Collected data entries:
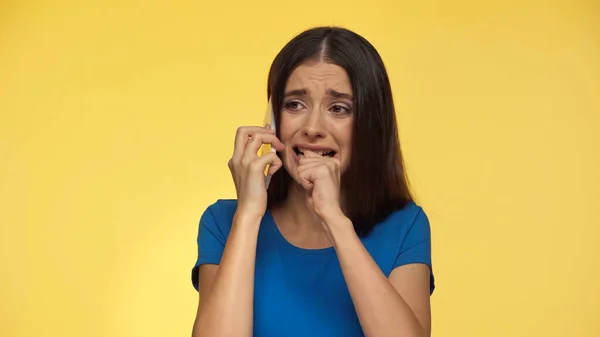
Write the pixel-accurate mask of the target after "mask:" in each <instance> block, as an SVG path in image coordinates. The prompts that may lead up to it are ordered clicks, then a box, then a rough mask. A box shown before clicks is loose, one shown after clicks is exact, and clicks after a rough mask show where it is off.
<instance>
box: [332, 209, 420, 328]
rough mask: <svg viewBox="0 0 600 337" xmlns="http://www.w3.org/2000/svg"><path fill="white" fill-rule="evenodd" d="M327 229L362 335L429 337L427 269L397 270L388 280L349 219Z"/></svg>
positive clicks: (415, 266) (387, 278) (414, 267)
mask: <svg viewBox="0 0 600 337" xmlns="http://www.w3.org/2000/svg"><path fill="white" fill-rule="evenodd" d="M327 226H328V228H329V230H330V232H331V236H332V238H333V244H334V247H335V249H336V252H337V255H338V259H339V261H340V265H341V268H342V272H343V274H344V279H345V280H346V284H347V285H348V290H349V291H350V295H351V297H352V302H353V303H354V306H355V309H356V312H357V314H358V319H359V321H360V324H361V326H362V329H363V332H364V333H365V336H367V337H375V336H377V337H378V336H398V337H428V336H430V334H431V332H430V331H431V323H430V322H431V314H430V306H429V296H430V293H429V283H430V278H429V277H430V270H429V267H428V266H426V265H424V264H412V265H406V266H402V267H398V268H396V269H395V270H394V271H393V272H392V273H391V275H390V278H389V279H388V278H386V277H385V275H384V274H383V272H382V271H381V269H380V268H379V266H378V265H377V264H376V263H375V261H374V260H373V258H372V257H371V255H370V254H369V253H368V251H367V250H366V249H365V247H364V246H363V244H362V242H361V241H360V239H359V238H358V236H357V235H356V232H355V231H354V228H353V226H352V222H351V221H350V220H349V219H348V218H345V217H341V216H340V217H337V218H335V219H333V220H331V221H327Z"/></svg>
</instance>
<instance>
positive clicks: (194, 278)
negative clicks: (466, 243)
mask: <svg viewBox="0 0 600 337" xmlns="http://www.w3.org/2000/svg"><path fill="white" fill-rule="evenodd" d="M236 206H237V202H236V200H218V201H217V202H215V203H214V204H212V205H211V206H209V207H208V208H207V210H206V211H205V212H204V214H203V215H202V217H201V219H200V226H199V231H198V259H197V261H196V264H195V266H194V268H193V270H192V282H193V285H194V287H195V288H196V290H197V289H198V267H199V266H200V265H202V264H219V262H220V261H221V255H222V254H223V249H224V247H225V242H226V240H227V236H228V235H229V231H230V229H231V224H232V221H233V216H234V213H235V210H236ZM361 241H362V243H363V244H364V246H365V248H366V249H367V251H368V252H369V253H370V254H371V256H372V257H373V259H374V260H375V262H376V263H377V264H378V265H379V268H381V270H382V271H383V273H384V274H385V275H386V277H387V276H389V275H390V273H391V272H392V270H393V269H394V268H396V267H398V266H402V265H405V264H409V263H424V264H426V265H428V266H429V267H430V268H431V234H430V227H429V220H428V218H427V216H426V215H425V213H424V212H423V210H422V209H421V207H419V206H417V205H416V204H415V203H412V202H411V203H409V204H408V205H407V206H405V207H404V208H403V209H401V210H398V211H396V212H394V213H392V214H391V215H389V216H388V217H387V218H386V219H385V220H384V221H383V222H381V223H379V224H378V225H377V226H375V228H374V229H373V231H372V232H371V233H370V234H369V235H368V236H367V237H364V238H361ZM434 288H435V286H434V277H433V272H432V273H431V287H430V293H433V289H434ZM253 336H254V337H271V336H272V337H281V336H286V337H294V336H302V337H306V336H311V337H319V336H346V337H353V336H364V335H363V332H362V329H361V327H360V323H359V321H358V316H357V315H356V311H355V309H354V305H353V304H352V299H351V297H350V293H349V291H348V288H347V286H346V282H345V280H344V276H343V275H342V270H341V267H340V264H339V261H338V258H337V255H336V252H335V249H334V248H333V247H330V248H324V249H302V248H299V247H296V246H294V245H292V244H290V243H289V242H288V241H287V240H286V239H285V238H284V237H283V236H282V234H281V233H280V232H279V229H278V228H277V226H276V224H275V222H274V221H273V217H272V216H271V213H270V212H269V211H268V210H267V212H266V213H265V216H264V217H263V219H262V222H261V225H260V229H259V233H258V242H257V248H256V265H255V282H254V334H253Z"/></svg>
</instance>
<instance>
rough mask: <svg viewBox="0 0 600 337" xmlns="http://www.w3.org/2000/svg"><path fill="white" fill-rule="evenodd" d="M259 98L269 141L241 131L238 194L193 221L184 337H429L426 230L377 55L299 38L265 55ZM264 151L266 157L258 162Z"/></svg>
mask: <svg viewBox="0 0 600 337" xmlns="http://www.w3.org/2000/svg"><path fill="white" fill-rule="evenodd" d="M268 97H271V99H272V105H273V111H274V113H275V124H276V128H275V129H276V130H277V132H273V131H272V129H271V127H270V126H269V125H266V126H264V127H259V126H257V127H253V126H249V127H240V128H239V129H238V131H237V134H236V136H235V147H234V150H233V156H232V157H231V160H230V161H229V169H230V170H231V173H232V176H233V180H234V182H235V187H236V190H237V199H236V200H218V201H216V202H215V203H214V204H212V205H211V206H209V207H208V209H207V210H206V211H205V212H204V214H203V215H202V218H201V220H200V228H199V234H198V260H197V261H196V264H195V266H194V268H193V271H192V280H193V284H194V286H195V287H196V289H197V290H198V291H199V294H200V300H199V305H198V312H197V316H196V321H195V323H194V329H193V336H197V337H198V336H210V337H222V336H235V337H250V336H254V337H270V336H273V337H275V336H277V337H289V336H303V337H305V336H311V337H318V336H347V337H351V336H378V337H379V336H406V337H409V336H410V337H413V336H420V337H421V336H430V330H431V328H430V326H431V318H430V302H429V298H430V295H431V293H432V292H433V289H434V283H433V280H434V279H433V273H432V270H431V243H430V242H431V239H430V227H429V222H428V219H427V216H426V215H425V213H424V212H423V210H422V209H421V207H419V206H417V205H416V204H415V202H414V201H413V199H412V197H411V193H410V191H409V188H408V184H407V181H406V176H405V173H404V167H403V160H402V154H401V150H400V145H399V141H398V131H397V126H396V115H395V110H394V103H393V100H392V92H391V88H390V83H389V80H388V76H387V73H386V70H385V67H384V65H383V62H382V60H381V58H380V56H379V54H378V53H377V51H376V50H375V48H373V46H372V45H371V44H370V43H369V42H368V41H366V40H365V39H364V38H362V37H361V36H359V35H357V34H356V33H353V32H351V31H349V30H346V29H341V28H330V27H319V28H314V29H310V30H308V31H305V32H303V33H301V34H300V35H298V36H296V37H295V38H294V39H292V40H291V41H290V42H289V43H288V44H287V45H286V46H285V47H284V48H283V49H282V50H281V52H280V53H279V54H278V55H277V57H276V58H275V60H274V62H273V64H272V66H271V70H270V73H269V80H268ZM263 144H271V146H272V147H273V148H274V149H276V151H277V153H270V154H267V155H264V156H260V157H259V156H257V151H258V150H259V148H260V146H262V145H263ZM268 165H269V170H268V173H269V174H270V175H272V178H271V183H270V185H269V188H268V190H267V188H266V185H265V179H264V170H265V169H266V167H267V166H268Z"/></svg>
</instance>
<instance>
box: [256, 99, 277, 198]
mask: <svg viewBox="0 0 600 337" xmlns="http://www.w3.org/2000/svg"><path fill="white" fill-rule="evenodd" d="M266 124H269V125H271V129H273V130H274V131H275V116H274V114H273V105H272V104H271V99H270V98H269V103H268V104H267V111H266V112H265V116H264V118H263V124H262V125H263V126H264V125H266ZM269 152H275V149H274V148H273V147H272V146H271V144H263V145H262V146H261V147H260V150H259V154H258V155H259V156H262V155H264V154H267V153H269ZM269 167H270V165H267V167H266V168H265V172H264V173H265V184H266V185H267V188H269V183H270V182H271V176H270V175H269V174H268V173H269Z"/></svg>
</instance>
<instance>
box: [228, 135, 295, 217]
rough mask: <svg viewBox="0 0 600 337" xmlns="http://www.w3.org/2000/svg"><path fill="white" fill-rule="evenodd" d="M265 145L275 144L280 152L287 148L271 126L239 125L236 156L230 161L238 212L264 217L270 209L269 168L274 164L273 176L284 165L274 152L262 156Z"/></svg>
mask: <svg viewBox="0 0 600 337" xmlns="http://www.w3.org/2000/svg"><path fill="white" fill-rule="evenodd" d="M263 144H271V146H272V147H273V148H274V149H275V150H276V151H282V150H283V148H284V146H283V143H281V141H279V139H277V137H276V136H275V132H274V131H273V129H271V127H270V126H269V125H266V126H265V127H258V126H244V127H240V128H238V130H237V133H236V136H235V146H234V151H233V156H232V157H231V159H230V160H229V162H228V166H229V170H230V171H231V175H232V176H233V181H234V184H235V189H236V192H237V201H238V208H237V212H242V213H243V214H245V215H248V216H253V217H254V216H256V217H262V216H263V215H264V214H265V211H266V209H267V186H266V184H265V175H264V171H265V168H266V167H267V165H270V167H269V171H268V174H269V175H273V174H274V173H275V172H277V170H279V169H280V168H281V166H282V165H283V163H282V162H281V159H279V157H278V156H277V154H276V153H274V152H269V153H267V154H264V155H262V156H260V157H259V156H258V154H257V153H258V150H259V149H260V147H261V146H262V145H263Z"/></svg>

EXERCISE DIRECTIONS — Retype the entries above exactly, starting at their first line and ending with the line that holds "positive clicks: (194, 278)"; pictures stay out.

RESPONSE AREA —
Write the pixel-accurate mask of the target after "mask:" in each <instance> block, as an SVG path in image coordinates. The prompts that may lead up to it are ordered clicks, then a box, then a rough mask. A box shown before clicks is loose, one shown after clicks is exact, and clicks after a rough mask show where it is off.
<instance>
box: [332, 209, 420, 328]
rough mask: <svg viewBox="0 0 600 337" xmlns="http://www.w3.org/2000/svg"><path fill="white" fill-rule="evenodd" d="M327 229L362 335L429 337L427 269L397 270L388 280L349 219Z"/></svg>
positive clicks: (415, 266) (387, 278) (414, 267)
mask: <svg viewBox="0 0 600 337" xmlns="http://www.w3.org/2000/svg"><path fill="white" fill-rule="evenodd" d="M327 226H328V228H329V230H330V232H331V236H332V238H333V244H334V247H335V249H336V252H337V255H338V259H339V261H340V265H341V268H342V272H343V274H344V279H345V280H346V284H347V285H348V290H349V291H350V295H351V297H352V302H353V303H354V306H355V309H356V312H357V314H358V319H359V321H360V324H361V326H362V329H363V332H364V333H365V336H367V337H375V336H377V337H378V336H398V337H428V336H430V334H431V332H430V331H431V323H430V322H431V314H430V306H429V296H430V293H429V283H430V278H429V277H430V270H429V267H428V266H426V265H424V264H412V265H406V266H402V267H398V268H396V269H395V270H394V271H393V272H392V273H391V275H390V278H389V279H388V278H386V277H385V275H384V274H383V272H382V271H381V269H380V268H379V266H378V265H377V264H376V263H375V261H374V260H373V258H372V257H371V255H370V254H369V253H368V251H367V250H366V249H365V247H364V246H363V244H362V242H361V241H360V239H359V238H358V236H357V235H356V232H355V231H354V228H353V226H352V222H351V221H350V220H349V219H348V218H345V217H341V216H340V217H337V218H335V219H333V220H331V221H327Z"/></svg>
</instance>
<instance>
positive clicks: (194, 278)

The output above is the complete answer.